Reading text -

####

Default: migrate files, directories, or symbolic links to
remote locations deduced from the local paths of the
files, directories, or symbolic links.
--perf-dstat=INTERVAL,FILE
record the following information about the running program to a
FILE every INTERVAL seconds: virtual memory size (in
megabytes), resident set size (in megabytes), thread count, and
the number of open file descriptors.
--perf-profile[=all]
dump cumulative times of executing various operations:
"all" - dump cumulative times for all operations executed at
least once (default: hide operations with
insignificant times).
-p, --premigrate
retain the content of every migrated file and do not set the
OFFLINE flag for the file.
Conflicts with: --sync-metadata
-r, --recursion-local
if program arguments specify directory names, process files in
those directories and their sub-directories recursively.
Default: process specified directories but not their content.

####

Dataset records -
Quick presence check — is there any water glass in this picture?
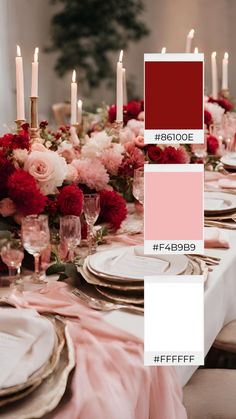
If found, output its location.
[1,239,24,279]
[59,215,81,262]
[21,215,50,284]
[83,193,100,254]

####

What to do -
a – Using the option listing, answer these questions:
(i) How often does --perf-dstat write its information to FILE?
(ii) Which option conflicts with --premigrate?
(iii) What is the default behavior for specified directories when -r is not used?
b – For each statement, say whether it agrees with the option listing:
(i) The --perf-dstat option records resident set size in kilobytes.
(ii) The --premigrate option sets the OFFLINE flag for each migrated file.
(iii) With -r, files in sub-directories of the named directories are processed recursively.
c – Repeat the part of the option listing starting with "--perf-profile[=all]" and going on through "not their content.".

Solution list -
a –
(i) Every INTERVAL seconds.
(ii) --sync-metadata.
(iii) The specified directories are processed, but their content is not.

b –
(i) No: "resident set size (in megabytes)"
(ii) No: "do not set the OFFLINE flag for the file."
(iii) Yes: "process files in those directories and their sub-directories recursively."

c –
--perf-profile[=all]
dump cumulative times of executing various operations:
"all" - dump cumulative times for all operations executed at
least once (default: hide operations with
insignificant times).
-p, --premigrate
retain the content of every migrated file and do not set the
OFFLINE flag for the file.
Conflicts with: --sync-metadata
-r, --recursion-local
if program arguments specify directory names, process files in
those directories and their sub-directories recursively.
Default: process specified directories but not their content.